■ Compito da svolgere ■
Rispondi in base al testo sulla crisi ucraina:
(a) Come hanno chiuso ieri i principali indici azionari globali?
(b) Quali fronti caldi, oltre all'Ucraina, vengono nominati?
(c) Se non il conflitto in sé, qual è il vero timore?

### Testo mostrato ###

Tutti i principali indici azionari globali ieri hanno chiuso in negativo nonostante durante il corso della giornata i timori per un aggravamento della crisi ucraina siano in parte rientrati. L’Ucraina non è l’unico fronte aperto: Siria, Yemen, Afghanistan, Iran, tra gli altri, continuano a essere fronti caldi. La crisi ucraina comporta rischi per l’Occidente e la sua economia molto più consistenti. Il timore non è tanto il conflitto, ma gli effetti che potrebbe avere sulle relazioni economiche che “l’Occidente” e in particolare l’Europa intrattengono con la Russia.

### Voci del dataset ###

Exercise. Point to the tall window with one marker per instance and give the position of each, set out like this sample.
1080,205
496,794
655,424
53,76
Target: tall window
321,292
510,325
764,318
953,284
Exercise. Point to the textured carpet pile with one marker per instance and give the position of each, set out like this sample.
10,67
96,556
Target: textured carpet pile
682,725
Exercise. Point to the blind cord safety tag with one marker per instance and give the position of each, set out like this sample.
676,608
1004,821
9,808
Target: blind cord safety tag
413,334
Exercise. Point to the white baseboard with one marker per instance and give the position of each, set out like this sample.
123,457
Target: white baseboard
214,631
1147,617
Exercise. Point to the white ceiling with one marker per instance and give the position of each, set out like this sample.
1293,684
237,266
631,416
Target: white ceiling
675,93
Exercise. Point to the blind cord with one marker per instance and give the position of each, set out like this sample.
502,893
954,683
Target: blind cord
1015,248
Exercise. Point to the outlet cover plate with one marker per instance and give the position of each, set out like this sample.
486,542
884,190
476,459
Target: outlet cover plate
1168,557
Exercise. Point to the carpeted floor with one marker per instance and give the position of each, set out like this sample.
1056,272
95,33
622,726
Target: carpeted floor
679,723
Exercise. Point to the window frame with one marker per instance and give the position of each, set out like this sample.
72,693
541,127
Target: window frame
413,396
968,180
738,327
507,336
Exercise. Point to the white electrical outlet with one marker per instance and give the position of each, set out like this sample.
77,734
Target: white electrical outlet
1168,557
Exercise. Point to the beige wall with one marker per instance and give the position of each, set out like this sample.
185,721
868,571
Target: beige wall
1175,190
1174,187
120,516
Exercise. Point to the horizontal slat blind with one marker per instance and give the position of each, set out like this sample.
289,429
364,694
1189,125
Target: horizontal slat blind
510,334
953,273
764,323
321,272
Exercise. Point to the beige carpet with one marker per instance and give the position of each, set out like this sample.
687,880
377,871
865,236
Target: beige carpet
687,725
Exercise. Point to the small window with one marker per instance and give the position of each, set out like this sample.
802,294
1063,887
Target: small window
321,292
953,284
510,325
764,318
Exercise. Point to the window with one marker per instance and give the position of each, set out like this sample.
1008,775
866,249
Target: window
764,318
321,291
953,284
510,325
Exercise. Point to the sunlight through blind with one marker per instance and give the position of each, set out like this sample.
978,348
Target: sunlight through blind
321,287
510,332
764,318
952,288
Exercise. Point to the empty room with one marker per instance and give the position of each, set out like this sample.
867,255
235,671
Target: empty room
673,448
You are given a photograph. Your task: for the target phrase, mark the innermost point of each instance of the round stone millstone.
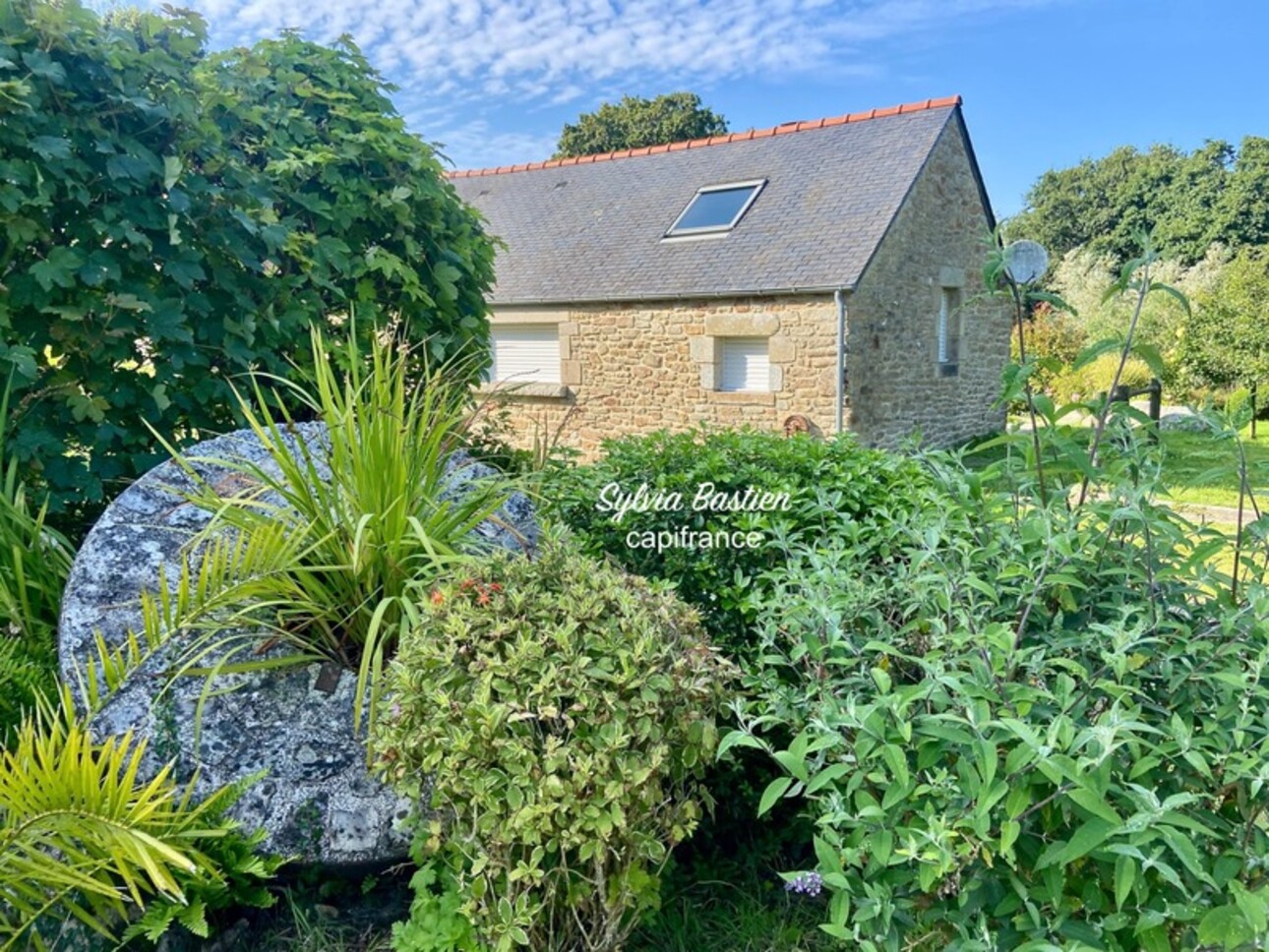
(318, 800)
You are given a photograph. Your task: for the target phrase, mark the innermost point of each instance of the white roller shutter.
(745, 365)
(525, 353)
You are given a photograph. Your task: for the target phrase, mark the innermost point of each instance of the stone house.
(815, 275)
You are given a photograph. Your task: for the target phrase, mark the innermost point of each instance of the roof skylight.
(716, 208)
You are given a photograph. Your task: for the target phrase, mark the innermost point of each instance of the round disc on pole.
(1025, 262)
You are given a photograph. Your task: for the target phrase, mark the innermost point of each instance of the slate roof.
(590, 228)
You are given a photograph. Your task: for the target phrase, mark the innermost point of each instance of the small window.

###

■ Soluzione del compito ■
(a) In negativo.
(b) Siria, Yemen, Afghanistan e Iran, tra gli altri.
(c) Gli effetti che il conflitto potrebbe avere sulle relazioni economiche che l'Occidente, e in particolare l'Europa, intrattengono con la Russia.